Assignment:
With the pictures excluded, repeat every entry exactly.

[Stored items]
##########

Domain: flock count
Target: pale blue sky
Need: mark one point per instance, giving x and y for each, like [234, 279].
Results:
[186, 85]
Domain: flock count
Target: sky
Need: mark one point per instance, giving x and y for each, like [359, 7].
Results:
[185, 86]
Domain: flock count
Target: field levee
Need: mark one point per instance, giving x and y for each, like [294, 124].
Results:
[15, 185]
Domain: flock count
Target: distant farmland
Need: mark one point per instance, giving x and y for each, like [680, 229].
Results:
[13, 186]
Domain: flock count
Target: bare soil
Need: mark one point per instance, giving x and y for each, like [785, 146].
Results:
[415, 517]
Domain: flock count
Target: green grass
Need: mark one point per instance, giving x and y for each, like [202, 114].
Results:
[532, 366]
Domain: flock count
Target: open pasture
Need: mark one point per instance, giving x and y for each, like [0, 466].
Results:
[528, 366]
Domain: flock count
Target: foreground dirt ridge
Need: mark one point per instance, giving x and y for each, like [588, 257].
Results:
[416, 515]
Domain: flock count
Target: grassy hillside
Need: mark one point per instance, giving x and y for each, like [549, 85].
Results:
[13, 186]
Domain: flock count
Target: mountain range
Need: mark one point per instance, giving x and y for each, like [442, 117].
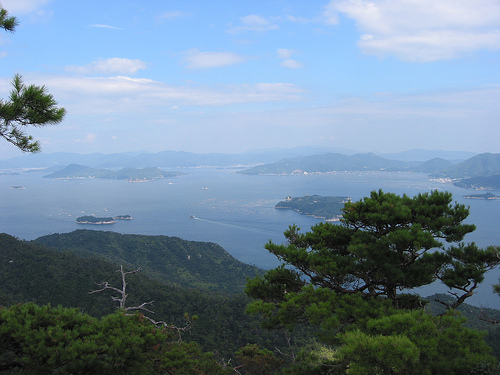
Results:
[181, 159]
[146, 165]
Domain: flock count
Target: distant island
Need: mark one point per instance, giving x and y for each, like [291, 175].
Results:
[74, 171]
[320, 207]
[95, 220]
[481, 196]
[123, 217]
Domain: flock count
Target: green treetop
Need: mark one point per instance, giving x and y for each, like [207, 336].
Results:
[346, 278]
[27, 105]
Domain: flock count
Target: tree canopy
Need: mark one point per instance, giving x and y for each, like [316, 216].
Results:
[346, 278]
[28, 105]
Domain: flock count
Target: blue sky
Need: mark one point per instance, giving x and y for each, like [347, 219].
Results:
[231, 76]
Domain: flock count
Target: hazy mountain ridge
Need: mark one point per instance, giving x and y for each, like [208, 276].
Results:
[80, 171]
[330, 162]
[483, 165]
[181, 159]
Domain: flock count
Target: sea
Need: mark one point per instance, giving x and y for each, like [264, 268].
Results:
[218, 205]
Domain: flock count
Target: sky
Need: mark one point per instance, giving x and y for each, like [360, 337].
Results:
[233, 76]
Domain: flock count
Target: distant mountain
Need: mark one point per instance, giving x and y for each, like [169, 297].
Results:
[163, 159]
[80, 171]
[432, 166]
[329, 163]
[480, 183]
[181, 159]
[482, 165]
[423, 155]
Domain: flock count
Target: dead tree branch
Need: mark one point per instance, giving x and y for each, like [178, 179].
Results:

##########

Answer:
Domain: flock count
Target: pale blue sky
Need: mark one point per instance, giving x and y for each, like [234, 279].
Results:
[186, 85]
Domain: flock count
Target: sky
Need: mark one point per instance, giving x and y for each, like [359, 7].
Results:
[185, 86]
Domain: flock count
Target: field levee
Need: mark one point per instance, giving x and y for each, like [294, 124].
Results:
[15, 185]
Domain: flock count
Target: distant farmland
Need: mark one point per instance, giving x and y for each, like [680, 229].
Results:
[13, 186]
Domain: flock count
Target: bare soil
Need: mark one point per instance, giving x and y for each, like [785, 146].
Results:
[415, 517]
Domain: flock count
Target: green grass
Need: mark one point per instance, giving x and y for each, like [202, 114].
Results:
[532, 366]
Domain: flock count
Target: open pasture
Need: mark one point per instance, giving x and y for each, like [0, 466].
Results:
[528, 366]
Domain: flock count
Target: foreground dirt ridge
Need: mark one point per instance, giving x and y for each, like [588, 257].
Results:
[416, 515]
Domain: flock count
Target: grassy hillside
Need: mark one point per instance, giving x and y for each, like [549, 85].
Results:
[13, 186]
Domain: flock count
Target: mountain range
Need: mark one point per instance, giving x and y for each, like [442, 117].
Results:
[181, 159]
[146, 165]
Domain: flock count
Target: distant island
Need: mark one point per instance, giving x and y for each, like [291, 175].
Results:
[74, 171]
[320, 207]
[95, 220]
[481, 196]
[123, 217]
Domain: flock count
Target: green treetop
Need: mark one point per instance, giving x and y for each, like [207, 336].
Results:
[346, 278]
[27, 105]
Domain: flock count
Target: tree canopy
Need: mark one point per instance, giving x and y for each, like [316, 216].
Results:
[346, 278]
[28, 105]
Domain: flock count
Target: blue sky
Need: mark one point per instance, giving x and y for each, like [347, 219].
Results:
[231, 76]
Domain: flock count
Target: hazy mountain ridge
Need: mark one point per instance, giving x and y for each, like [208, 276].
Results:
[80, 171]
[330, 162]
[483, 165]
[181, 159]
Domain: flock count
Target: sea
Need: mark one point per instance, giving x and y for each, like [264, 268].
Results:
[218, 205]
Domain: flock count
Target: sky
Need: mark one point per instance, giving x and y for each, like [360, 337].
Results:
[233, 76]
Domain: flock count
Target: distant mountain
Need: mark one point per instance, giving x and y for each, like [169, 297].
Results:
[163, 159]
[80, 171]
[432, 166]
[329, 163]
[480, 183]
[181, 159]
[482, 165]
[423, 155]
Domain: flock count
Target: dead tree branch
Need: mark one point per instance, giving x and y for each, like [178, 179].
Results:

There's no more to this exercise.